Dataset items about object locations:
---+---
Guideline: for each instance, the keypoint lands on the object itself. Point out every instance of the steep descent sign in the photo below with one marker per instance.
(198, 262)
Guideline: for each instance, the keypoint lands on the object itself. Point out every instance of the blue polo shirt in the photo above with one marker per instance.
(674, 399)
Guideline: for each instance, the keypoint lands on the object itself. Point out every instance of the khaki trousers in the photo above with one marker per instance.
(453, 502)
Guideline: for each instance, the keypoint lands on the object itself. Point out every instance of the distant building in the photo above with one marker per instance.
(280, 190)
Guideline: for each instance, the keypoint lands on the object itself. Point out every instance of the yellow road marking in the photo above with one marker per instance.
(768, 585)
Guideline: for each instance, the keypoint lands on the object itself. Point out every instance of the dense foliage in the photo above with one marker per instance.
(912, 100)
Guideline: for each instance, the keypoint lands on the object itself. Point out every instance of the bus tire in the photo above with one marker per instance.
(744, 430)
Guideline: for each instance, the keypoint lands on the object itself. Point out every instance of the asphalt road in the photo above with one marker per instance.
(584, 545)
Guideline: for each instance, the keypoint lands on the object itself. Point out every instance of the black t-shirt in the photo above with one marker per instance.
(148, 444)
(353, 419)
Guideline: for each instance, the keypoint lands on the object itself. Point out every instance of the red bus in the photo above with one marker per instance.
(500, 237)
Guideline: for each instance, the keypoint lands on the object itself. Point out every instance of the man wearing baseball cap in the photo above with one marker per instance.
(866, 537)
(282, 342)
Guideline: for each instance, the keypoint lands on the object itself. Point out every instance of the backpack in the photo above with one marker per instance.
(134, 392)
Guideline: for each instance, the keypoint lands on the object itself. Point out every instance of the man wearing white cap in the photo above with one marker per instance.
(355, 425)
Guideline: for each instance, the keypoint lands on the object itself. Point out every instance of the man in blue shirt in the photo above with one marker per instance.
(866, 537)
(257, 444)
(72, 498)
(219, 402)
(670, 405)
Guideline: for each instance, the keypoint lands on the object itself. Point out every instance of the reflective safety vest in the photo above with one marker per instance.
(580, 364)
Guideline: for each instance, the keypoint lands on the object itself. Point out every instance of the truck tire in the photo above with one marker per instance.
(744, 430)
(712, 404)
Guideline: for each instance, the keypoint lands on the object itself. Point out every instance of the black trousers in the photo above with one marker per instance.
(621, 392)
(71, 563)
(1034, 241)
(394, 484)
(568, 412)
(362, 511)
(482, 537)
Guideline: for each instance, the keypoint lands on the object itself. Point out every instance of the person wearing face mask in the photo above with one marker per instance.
---+---
Work to do
Go through all the items above and switch each "marker" to "dot". Keep every other word the same.

Final result
Guideline: for each instance, the keypoint lands on the object itself. Point out every instance of the steep descent sign in the photo below with one dot per instance.
(198, 262)
Guideline: for each instance, the keypoint lands on the object itself. Point out every instance of the blue polo shirt in the photo above with one dot per instance.
(674, 399)
Guideline: for each instance, the keypoint lands on the object itself. Point out every instance of the khaki trousers in the photo above with one dot per instance.
(453, 502)
Guideline: for each instance, the keypoint lands on the object itself. Point out every instance of the distant building in the photo above with one dot per instance.
(280, 190)
Guideline: for each instance, the keypoint lands on the object itself. Point out every instance of the yellow road marking in the photo above with one dot per instance.
(768, 585)
Guideline: for each instance, the keypoint lands on the object itself. Point out every instance of the dense foliage in the photo above with one dot per instance.
(912, 100)
Guideline: for each instance, the keypoint lands on the object itself. Point out every instance of the bus tire in the photo above with one dot per instance.
(744, 430)
Guideline: for each instance, the keypoint lands on the object itself. Point out every instance of the asphalt road in the photo above with one dot per instance.
(584, 545)
Guideline: for each instance, the keypoint lands on the object itself. Point out every instance of the black t-shirt in the photo above with one dot per instance.
(148, 444)
(353, 419)
Guideline: for each instance, the keypoint lands on the object itself. Point out every instance of the red bus in the photo above with one dot per instance.
(500, 237)
Guideline: for each instance, the keypoint lands on the object itself. Point out every instance of the man wearing baseball cap in the photo above with one dot per instance.
(866, 537)
(282, 342)
Guideline: for each instance, the keypoint lands on the object itself. Point out every instance of the backpack in the photo above with one dot per instance.
(134, 392)
Guideline: for each instance, the keypoint lands on the object itself. Point out every instance of the man wearing white cap in the photo above with one dot per instance.
(355, 425)
Guideline: for each instance, the keypoint lands on the object itself. Point out every instance of the man in blue shirt in the photo above with one dot per instance.
(866, 537)
(257, 444)
(72, 498)
(219, 402)
(670, 405)
Guideline: for each instance, the keypoint lands on the object itself. Point out every instance of the reflective safety vest in the photo above with one dot per instance.
(580, 364)
Guideline: for each instance, the keypoint lands on the object itself. Point out every instance of the truck tire in the photo above with one dot per instance.
(744, 430)
(712, 404)
Guideline: for each instance, the keypoint lands on the object itself. Point out every instance of the black trousers in the photo above with one dot per instance.
(621, 392)
(71, 563)
(1034, 241)
(394, 484)
(568, 412)
(362, 511)
(482, 537)
Guideline: for each instance, the keypoint lands on the object itself. Point out every instance of the person wearing face mask in the photo above with one dot per instance.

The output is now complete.